How many lines in the records below contain the string "seed"? Reply with only the number.

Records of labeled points
○ ○ ○

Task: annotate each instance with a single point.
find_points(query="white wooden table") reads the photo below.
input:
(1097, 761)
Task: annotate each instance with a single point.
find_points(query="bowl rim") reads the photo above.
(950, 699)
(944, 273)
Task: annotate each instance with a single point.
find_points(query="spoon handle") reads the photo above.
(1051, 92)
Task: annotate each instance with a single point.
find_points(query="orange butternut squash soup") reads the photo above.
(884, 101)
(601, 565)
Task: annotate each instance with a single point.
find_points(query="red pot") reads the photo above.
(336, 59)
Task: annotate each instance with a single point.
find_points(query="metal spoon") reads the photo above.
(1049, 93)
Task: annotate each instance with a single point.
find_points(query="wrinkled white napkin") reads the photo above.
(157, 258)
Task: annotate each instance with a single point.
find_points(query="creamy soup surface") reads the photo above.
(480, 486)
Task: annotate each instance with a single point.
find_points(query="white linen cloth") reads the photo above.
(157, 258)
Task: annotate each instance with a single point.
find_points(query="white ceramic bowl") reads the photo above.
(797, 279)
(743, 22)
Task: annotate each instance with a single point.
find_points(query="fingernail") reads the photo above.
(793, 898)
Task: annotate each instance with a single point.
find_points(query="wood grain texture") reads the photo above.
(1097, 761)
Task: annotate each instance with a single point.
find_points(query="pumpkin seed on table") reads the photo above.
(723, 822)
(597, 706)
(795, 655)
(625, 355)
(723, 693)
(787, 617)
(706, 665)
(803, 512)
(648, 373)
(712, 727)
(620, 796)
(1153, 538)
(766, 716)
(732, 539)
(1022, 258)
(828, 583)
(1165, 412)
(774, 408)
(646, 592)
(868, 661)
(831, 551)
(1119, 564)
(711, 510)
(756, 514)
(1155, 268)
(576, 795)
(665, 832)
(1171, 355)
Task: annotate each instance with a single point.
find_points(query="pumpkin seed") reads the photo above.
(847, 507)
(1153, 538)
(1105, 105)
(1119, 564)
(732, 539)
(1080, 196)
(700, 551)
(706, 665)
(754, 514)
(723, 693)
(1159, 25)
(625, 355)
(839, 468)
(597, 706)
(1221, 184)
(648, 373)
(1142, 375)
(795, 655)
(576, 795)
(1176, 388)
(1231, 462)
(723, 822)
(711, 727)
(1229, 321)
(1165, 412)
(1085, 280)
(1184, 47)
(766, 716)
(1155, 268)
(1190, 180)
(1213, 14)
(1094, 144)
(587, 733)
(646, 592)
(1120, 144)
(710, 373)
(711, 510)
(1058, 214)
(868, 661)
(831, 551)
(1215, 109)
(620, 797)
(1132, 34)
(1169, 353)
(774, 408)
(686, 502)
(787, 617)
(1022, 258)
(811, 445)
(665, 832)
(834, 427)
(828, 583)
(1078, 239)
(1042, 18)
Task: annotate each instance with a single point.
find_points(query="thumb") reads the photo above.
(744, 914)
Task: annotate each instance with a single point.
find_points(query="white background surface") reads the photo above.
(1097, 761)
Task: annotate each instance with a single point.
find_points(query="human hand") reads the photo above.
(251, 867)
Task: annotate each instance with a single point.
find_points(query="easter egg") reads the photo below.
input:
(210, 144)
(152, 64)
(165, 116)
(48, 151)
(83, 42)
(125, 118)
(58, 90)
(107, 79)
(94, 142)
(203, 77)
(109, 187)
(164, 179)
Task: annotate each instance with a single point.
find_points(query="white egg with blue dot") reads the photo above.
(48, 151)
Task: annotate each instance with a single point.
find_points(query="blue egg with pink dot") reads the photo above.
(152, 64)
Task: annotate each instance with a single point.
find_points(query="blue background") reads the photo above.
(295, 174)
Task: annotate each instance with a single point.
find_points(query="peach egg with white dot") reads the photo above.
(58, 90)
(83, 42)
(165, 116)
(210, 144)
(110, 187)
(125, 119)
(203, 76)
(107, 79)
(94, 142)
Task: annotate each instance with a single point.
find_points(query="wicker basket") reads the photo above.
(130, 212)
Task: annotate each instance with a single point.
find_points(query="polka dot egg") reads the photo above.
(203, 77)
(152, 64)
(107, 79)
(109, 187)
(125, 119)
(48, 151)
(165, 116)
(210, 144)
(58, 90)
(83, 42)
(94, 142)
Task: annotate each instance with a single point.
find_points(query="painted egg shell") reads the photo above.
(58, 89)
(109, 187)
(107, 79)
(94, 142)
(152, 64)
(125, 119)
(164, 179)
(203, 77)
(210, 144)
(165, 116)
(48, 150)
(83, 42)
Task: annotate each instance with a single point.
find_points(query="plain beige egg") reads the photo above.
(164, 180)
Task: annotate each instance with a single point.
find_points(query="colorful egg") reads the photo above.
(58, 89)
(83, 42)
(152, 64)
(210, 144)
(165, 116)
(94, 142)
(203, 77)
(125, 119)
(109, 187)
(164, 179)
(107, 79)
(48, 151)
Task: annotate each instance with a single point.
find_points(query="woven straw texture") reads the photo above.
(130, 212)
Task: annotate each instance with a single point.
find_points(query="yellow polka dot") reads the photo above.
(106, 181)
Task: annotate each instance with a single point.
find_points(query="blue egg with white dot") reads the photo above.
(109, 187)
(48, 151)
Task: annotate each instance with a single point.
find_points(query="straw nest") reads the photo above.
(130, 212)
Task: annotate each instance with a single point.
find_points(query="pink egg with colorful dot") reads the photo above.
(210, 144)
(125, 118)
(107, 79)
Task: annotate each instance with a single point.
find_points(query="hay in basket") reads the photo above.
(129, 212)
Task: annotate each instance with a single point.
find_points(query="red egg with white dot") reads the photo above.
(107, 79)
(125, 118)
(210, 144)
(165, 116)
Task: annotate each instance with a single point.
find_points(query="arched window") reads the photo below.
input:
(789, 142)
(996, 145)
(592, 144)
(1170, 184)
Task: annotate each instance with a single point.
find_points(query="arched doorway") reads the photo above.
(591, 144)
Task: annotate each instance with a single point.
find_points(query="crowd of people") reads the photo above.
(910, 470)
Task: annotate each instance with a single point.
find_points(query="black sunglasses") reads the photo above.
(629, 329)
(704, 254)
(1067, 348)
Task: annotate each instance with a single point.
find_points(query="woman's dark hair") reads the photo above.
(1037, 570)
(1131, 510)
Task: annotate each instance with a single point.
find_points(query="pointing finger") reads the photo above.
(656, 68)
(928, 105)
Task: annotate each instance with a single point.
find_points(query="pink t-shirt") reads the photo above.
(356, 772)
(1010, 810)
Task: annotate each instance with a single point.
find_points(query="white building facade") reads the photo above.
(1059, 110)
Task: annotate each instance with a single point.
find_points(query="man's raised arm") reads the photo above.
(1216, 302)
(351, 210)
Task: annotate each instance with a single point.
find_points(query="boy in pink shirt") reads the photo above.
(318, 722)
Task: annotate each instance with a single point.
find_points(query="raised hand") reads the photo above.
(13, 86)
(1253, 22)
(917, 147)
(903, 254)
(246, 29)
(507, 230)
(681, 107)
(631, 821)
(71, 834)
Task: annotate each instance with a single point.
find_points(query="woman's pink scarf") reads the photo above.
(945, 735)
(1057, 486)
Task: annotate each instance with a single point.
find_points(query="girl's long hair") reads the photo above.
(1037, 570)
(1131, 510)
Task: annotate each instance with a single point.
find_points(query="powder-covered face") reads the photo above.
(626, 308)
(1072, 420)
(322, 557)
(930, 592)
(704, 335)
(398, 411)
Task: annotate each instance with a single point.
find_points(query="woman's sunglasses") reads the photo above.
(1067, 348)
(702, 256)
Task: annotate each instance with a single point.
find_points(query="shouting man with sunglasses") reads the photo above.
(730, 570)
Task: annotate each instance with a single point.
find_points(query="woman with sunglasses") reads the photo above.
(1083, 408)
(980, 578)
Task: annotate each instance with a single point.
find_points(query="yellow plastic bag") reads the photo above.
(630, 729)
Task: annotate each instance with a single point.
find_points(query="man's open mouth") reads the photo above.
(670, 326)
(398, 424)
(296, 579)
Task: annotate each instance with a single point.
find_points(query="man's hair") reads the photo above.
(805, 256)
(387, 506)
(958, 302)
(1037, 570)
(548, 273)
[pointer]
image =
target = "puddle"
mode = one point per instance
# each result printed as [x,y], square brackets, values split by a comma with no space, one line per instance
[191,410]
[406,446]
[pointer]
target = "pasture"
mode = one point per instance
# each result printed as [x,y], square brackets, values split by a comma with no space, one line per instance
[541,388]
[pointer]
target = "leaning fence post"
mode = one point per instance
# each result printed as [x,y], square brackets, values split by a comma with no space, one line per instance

○ ○ ○

◆ REPLY: 2